* **Text**:
◆ ◆ ◆ ◆ ◆

Florian Cramer (Berlin) 
Changeable Sentences and the Changing Wheel in Quirinus Kuhlmann’s 41st Libes-Kuß (deutsch)

Quirinus Kuhlmann’s 41st Libes-Kuß (Kiss of Love) about “Wechsel menschlicher Dinge” (Change of Human Things) has become a classic, albeit an eccentric one, of the sonnet form. Its words are interchangeable, thus generating a 117 digit number of text permutations. As the poem’s title announces, change occurs not only syntactically through the combinatory possibilities of its words, but also its semantic arrangements and allegorical references. Is the poem’s text a fixed notation or mobile sign material of the combinatory process? The fact that Kuhlmann wrote the changeable words down not only in sonnet verse but also on a mechanical “changing wheel” doesn’t make the issue any less complicated.
 

Natascha Drubek-Meyer (München) 
Cine-graphies (deutsch)

◆ ◆ ◆ ◆ ◆

* **Source material**:
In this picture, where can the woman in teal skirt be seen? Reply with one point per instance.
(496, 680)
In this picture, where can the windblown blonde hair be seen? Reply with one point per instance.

◆ ◆ ◆ ◆ ◆

* **Work to do**:
Pick up the abstracts text that opens with Kuhlmann's 41st Libes-Kuß and keep writing it from its last line.

* **Output of the task**:
The hypothetical object of my research is the cine(mato)graphies in the 20th century, i.e. literary and theoretical writings about cinema, writings inspired by cinema or film and filmic writing (cinécriture). The notion of film as writing is old as the word “cinematograph” itself. However, my understanding of the cine(mato)graphic is an ever-shifting concept that includes recording movement (the classic “cinematograph”), moving recordings, recordings of the recording process and of movement of the modes and localities of recording as well as of the recording’s own reflection. Changes in the concept of the Cine(mato)graphic implies an establishment of the theoretical within film itself, but also the suppression of signals coming from film’s metalevel. Perhaps these are communicative vessels: the less theoretical texts define discourse, the more implicit metalevels are created in film itself. Stalin-era Soviet cine(mato)graphy offers excellent examples of such hidden writing in film. My paper will attempt to define the way these self-reflexive cine(mato)graphies should be positioned between avantgarde and postmodernism, between Eisenstein’s “intellectual montage” and Deleuze’s thinking images. Point of departure is the graphy of movement, which moves through various media and types of discourse, as a “metatheoretical challenge” in film theory.
 

Mirjam Goller (Berlin) 
Fluid Bodies. Detections and Deformations of Anthropomorphy (in Literature and Theory) (deutsch)

My paper will present two variants of de-formation:
- rhetoric and concepts of the plural and anexactness prominent in philosophical concepts of the last few decades (postponement - Derrida, deterritorialisation - Deleuze/Guattari; diversity - Deleuze/Guattari, heterotopia - Foucault) 
and
- motifs and metaphorics of abundance and the fluid prominent in aesthetic contexts (dismemberment of bodies, decay, insects in texts of the so-called Russian postmodernism).
Both variants are ones of dissolution that I would like to read in their distance from compact soma as versions of anthropomorphy (specifically: concepts of becoming and insect symbolism).
 

Sabine Gross (Wisconsin-Madison)
Text as Body Chronotope (deutsch)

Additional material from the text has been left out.